Write out the records again, exactly, leaving none out.

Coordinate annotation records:
┌──
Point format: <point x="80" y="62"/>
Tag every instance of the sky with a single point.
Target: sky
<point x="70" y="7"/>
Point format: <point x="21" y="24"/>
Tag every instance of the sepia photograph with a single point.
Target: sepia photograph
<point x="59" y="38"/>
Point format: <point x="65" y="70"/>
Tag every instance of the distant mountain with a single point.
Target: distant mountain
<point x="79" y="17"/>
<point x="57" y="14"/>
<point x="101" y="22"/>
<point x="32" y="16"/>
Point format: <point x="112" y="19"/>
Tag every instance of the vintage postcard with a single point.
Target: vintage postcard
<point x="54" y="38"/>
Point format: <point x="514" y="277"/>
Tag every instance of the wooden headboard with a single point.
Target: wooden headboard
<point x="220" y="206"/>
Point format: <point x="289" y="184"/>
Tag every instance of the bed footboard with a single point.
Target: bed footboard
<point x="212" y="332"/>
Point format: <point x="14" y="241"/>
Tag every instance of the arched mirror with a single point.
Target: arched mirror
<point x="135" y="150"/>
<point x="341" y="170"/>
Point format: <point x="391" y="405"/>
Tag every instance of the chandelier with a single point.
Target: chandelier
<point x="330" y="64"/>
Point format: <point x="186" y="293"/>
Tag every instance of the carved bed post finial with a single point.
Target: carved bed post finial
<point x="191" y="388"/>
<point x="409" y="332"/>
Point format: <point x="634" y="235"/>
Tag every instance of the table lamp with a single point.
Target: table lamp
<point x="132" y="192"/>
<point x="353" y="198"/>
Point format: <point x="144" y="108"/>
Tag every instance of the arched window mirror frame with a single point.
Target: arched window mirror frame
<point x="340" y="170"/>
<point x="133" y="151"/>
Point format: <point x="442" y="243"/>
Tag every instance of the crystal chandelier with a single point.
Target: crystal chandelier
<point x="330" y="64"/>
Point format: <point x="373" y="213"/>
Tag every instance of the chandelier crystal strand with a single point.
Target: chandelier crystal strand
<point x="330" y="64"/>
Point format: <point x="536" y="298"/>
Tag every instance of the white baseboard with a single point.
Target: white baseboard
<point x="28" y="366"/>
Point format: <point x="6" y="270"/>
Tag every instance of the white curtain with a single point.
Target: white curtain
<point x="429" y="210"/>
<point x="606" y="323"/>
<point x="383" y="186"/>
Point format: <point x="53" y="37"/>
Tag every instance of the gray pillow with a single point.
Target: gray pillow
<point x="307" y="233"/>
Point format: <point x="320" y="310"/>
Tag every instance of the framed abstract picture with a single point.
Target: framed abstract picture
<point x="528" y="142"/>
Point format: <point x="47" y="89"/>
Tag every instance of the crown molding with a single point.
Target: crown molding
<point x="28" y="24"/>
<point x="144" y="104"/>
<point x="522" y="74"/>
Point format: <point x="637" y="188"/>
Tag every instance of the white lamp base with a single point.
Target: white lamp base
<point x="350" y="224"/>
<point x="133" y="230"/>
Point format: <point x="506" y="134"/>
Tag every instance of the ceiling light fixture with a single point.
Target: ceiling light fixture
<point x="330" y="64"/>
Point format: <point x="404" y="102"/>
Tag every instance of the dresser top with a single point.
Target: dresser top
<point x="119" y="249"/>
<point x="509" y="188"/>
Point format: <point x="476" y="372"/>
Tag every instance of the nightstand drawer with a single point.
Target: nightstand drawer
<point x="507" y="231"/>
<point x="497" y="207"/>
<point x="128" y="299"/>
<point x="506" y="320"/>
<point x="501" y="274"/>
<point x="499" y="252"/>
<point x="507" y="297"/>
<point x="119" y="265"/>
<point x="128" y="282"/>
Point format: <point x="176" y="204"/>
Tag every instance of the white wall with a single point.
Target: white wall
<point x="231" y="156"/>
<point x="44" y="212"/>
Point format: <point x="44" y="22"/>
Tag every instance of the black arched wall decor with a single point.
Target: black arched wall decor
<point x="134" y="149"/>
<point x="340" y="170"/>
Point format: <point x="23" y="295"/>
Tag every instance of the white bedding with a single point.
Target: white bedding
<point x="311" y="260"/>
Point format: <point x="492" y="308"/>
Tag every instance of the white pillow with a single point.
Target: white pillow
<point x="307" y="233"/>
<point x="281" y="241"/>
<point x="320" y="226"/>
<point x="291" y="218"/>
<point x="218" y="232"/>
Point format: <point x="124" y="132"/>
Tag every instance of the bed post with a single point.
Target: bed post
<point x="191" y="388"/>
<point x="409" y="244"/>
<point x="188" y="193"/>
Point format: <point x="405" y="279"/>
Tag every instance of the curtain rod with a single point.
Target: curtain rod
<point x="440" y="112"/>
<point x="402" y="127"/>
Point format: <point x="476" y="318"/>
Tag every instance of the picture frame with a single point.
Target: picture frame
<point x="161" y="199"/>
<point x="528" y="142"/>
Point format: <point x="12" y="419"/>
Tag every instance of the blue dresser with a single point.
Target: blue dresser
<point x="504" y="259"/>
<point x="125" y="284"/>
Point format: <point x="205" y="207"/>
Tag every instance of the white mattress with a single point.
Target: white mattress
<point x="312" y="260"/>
└──
[Task response]:
Point format: <point x="80" y="62"/>
Tag every instance of the sky with a single point.
Target: sky
<point x="70" y="7"/>
Point format: <point x="21" y="24"/>
Tag every instance of the sepia photograph with a single point.
Target: sepia photograph
<point x="59" y="38"/>
Point format: <point x="65" y="70"/>
Tag every instance of the distant mountain with a single point.
Target: distant mountain
<point x="79" y="17"/>
<point x="57" y="14"/>
<point x="101" y="22"/>
<point x="32" y="16"/>
Point format: <point x="112" y="19"/>
Tag every instance of the vintage postcard with a single point.
Target: vintage postcard
<point x="54" y="38"/>
Point format: <point x="514" y="277"/>
Tag every instance of the wooden headboard with a single point.
Target: wooden headboard
<point x="220" y="206"/>
Point format: <point x="289" y="184"/>
Tag every instance of the bed footboard with a single point.
Target: bed footboard
<point x="212" y="332"/>
Point format: <point x="14" y="241"/>
Tag every instance of the arched mirror with a single point.
Target: arched mirror
<point x="135" y="150"/>
<point x="341" y="170"/>
Point format: <point x="391" y="405"/>
Tag every instance of the chandelier with a single point.
Target: chandelier
<point x="330" y="64"/>
Point format: <point x="186" y="293"/>
Tag every instance of the carved bed post finial with a single point.
Target: carved bed post finial
<point x="191" y="388"/>
<point x="409" y="332"/>
Point format: <point x="634" y="235"/>
Tag every instance of the table lamp with a single point.
Target: table lamp
<point x="132" y="192"/>
<point x="353" y="198"/>
Point format: <point x="144" y="108"/>
Tag every instance of the arched window mirror frame with a single point.
Target: arched window mirror frame
<point x="340" y="170"/>
<point x="133" y="151"/>
Point format: <point x="442" y="243"/>
Tag every instance of the crystal chandelier with a single point.
Target: crystal chandelier
<point x="330" y="64"/>
Point format: <point x="373" y="213"/>
Tag every instance of the chandelier crystal strand with a single point.
Target: chandelier crystal strand
<point x="330" y="64"/>
Point format: <point x="536" y="298"/>
Tag every instance of the white baseboard with a single point.
Target: white baseboard
<point x="28" y="366"/>
Point format: <point x="6" y="270"/>
Tag every instance of the white curtain with a single point.
Target: white curtain
<point x="429" y="210"/>
<point x="606" y="323"/>
<point x="383" y="186"/>
Point format: <point x="53" y="37"/>
Tag every instance of the gray pillow with a single point.
Target: gray pillow
<point x="307" y="233"/>
Point format: <point x="320" y="310"/>
Tag every instance of the framed abstract picture with a single point.
Target: framed abstract picture
<point x="528" y="142"/>
Point format: <point x="47" y="89"/>
Tag every instance of the crown molding with a single point.
Target: crown molding
<point x="28" y="24"/>
<point x="144" y="104"/>
<point x="522" y="74"/>
Point format: <point x="637" y="188"/>
Tag every instance of the white lamp base with a single point.
Target: white lamp base
<point x="350" y="224"/>
<point x="133" y="230"/>
Point format: <point x="506" y="134"/>
Tag every instance of the ceiling light fixture with a single point.
Target: ceiling light fixture
<point x="330" y="64"/>
Point format: <point x="404" y="102"/>
Tag every instance of the dresser top with a single point.
Target: dresser top
<point x="119" y="249"/>
<point x="509" y="188"/>
Point format: <point x="476" y="372"/>
Tag every instance of the nightstand drawer with a single point.
Target: nightstand drawer
<point x="507" y="231"/>
<point x="497" y="207"/>
<point x="128" y="299"/>
<point x="506" y="320"/>
<point x="501" y="274"/>
<point x="499" y="252"/>
<point x="507" y="297"/>
<point x="119" y="265"/>
<point x="128" y="282"/>
Point format: <point x="176" y="204"/>
Tag every instance of the white wall with a single point.
Target: white wall
<point x="231" y="156"/>
<point x="44" y="212"/>
Point format: <point x="44" y="22"/>
Tag every instance of the black arched wall decor with a single point.
Target: black arched wall decor
<point x="134" y="149"/>
<point x="340" y="170"/>
Point format: <point x="23" y="295"/>
Tag every instance of the white bedding with a single point.
Target: white bedding
<point x="311" y="260"/>
Point format: <point x="492" y="308"/>
Tag every instance of the white pillow with a single point.
Target: white pillow
<point x="307" y="233"/>
<point x="281" y="241"/>
<point x="320" y="226"/>
<point x="291" y="218"/>
<point x="218" y="232"/>
Point format: <point x="124" y="132"/>
Tag every instance of the bed post with a single point.
Target: bed post
<point x="191" y="388"/>
<point x="409" y="244"/>
<point x="188" y="193"/>
Point format: <point x="405" y="279"/>
Tag every instance of the curtain rod with a single point.
Target: curtain rod
<point x="440" y="112"/>
<point x="402" y="127"/>
Point format: <point x="476" y="318"/>
Tag every instance of the picture frame with a single point.
Target: picture frame
<point x="161" y="199"/>
<point x="528" y="142"/>
Point format: <point x="12" y="419"/>
Tag every instance of the blue dresser with a single point.
Target: blue dresser
<point x="504" y="259"/>
<point x="125" y="284"/>
Point format: <point x="205" y="207"/>
Tag every instance of the white mattress with a single point.
Target: white mattress
<point x="312" y="260"/>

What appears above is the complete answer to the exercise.